DIRECTIVE A
Please reproduce the following post on illegal immigration word for word.

^^^^

You know, it’s odd that I hear such a hue and cry from some on this thread proclaiming support (whether feigned or sincere) for the idea that we should actually execute illegal aliens or toss ‘em in prison. The idea that a man or woman who wants a better life for their children to come to America and bust their ass to earn money for FOOD, CLOTHING, HOUSING, HEALTH CARE and EDUCATION for their family is not some crackpot notion never heard of before. In fact it is one of the very tenets of the foundation of the United States. Take a look at this story, the second of which I have read (the first being in the Texas Observer, a great example of journalism, but I can’t find it in their online archives) regarding the horrible story of immigrants trying to make it here in the back of a tanker truck, several of whom suffocated in the heat of Victoria, Texas - about two hours from my home in Houston.

http://www.cjd.org/stories/trailer.html

Would common criminals be going to these lengths to come to the US when they could stay in Mexico and engage in gainful criminal activity just as easily? Put yourselves in these folks’ shoes and tell me that they belong in prison or suffering some other sort of extreme punishment just for doing what Central Americans have done for more than a century. What if you were’nt fortunate enough to be born in the US? Could you imagine breaking a law THEN in order to find a better life for your family?

^^^^

DIRECTIVE B
Convert every entry in the dataset listing below into a two-column CSV with the headers request and answer. Use one row per request, put each value in its own quoted field, and replace line breaks with spaces.

(Dataset records)
^^^^

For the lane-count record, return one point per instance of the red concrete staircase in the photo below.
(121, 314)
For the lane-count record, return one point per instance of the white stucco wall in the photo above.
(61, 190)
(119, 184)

^^^^

EXERCISE ANSWER A
You know, it’s odd that I hear such a hue and cry from some on this thread proclaiming support (whether feigned or sincere) for the idea that we should actually execute illegal aliens or toss ‘em in prison. The idea that a man or woman who wants a better life for their children to come to America and bust their ass to earn money for FOOD, CLOTHING, HOUSING, HEALTH CARE and EDUCATION for their family is not some crackpot notion never heard of before. In fact it is one of the very tenets of the foundation of the United States. Take a look at this story, the second of which I have read (the first being in the Texas Observer, a great example of journalism, but I can’t find it in their online archives) regarding the horrible story of immigrants trying to make it here in the back of a tanker truck, several of whom suffocated in the heat of Victoria, Texas - about two hours from my home in Houston.

http://www.cjd.org/stories/trailer.html

Would common criminals be going to these lengths to come to the US when they could stay in Mexico and engage in gainful criminal activity just as easily? Put yourselves in these folks’ shoes and tell me that they belong in prison or suffering some other sort of extreme punishment just for doing what Central Americans have done for more than a century. What if you were’nt fortunate enough to be born in the US? Could you imagine breaking a law THEN in order to find a better life for your family?

EXERCISE ANSWER B
request,answer
"For the lane-count record, return one point per instance of the red concrete staircase in the photo below.","(121, 314)"
"For the lane-count record, return one point per instance of the white stucco wall in the photo above.","(61, 190) (119, 184)"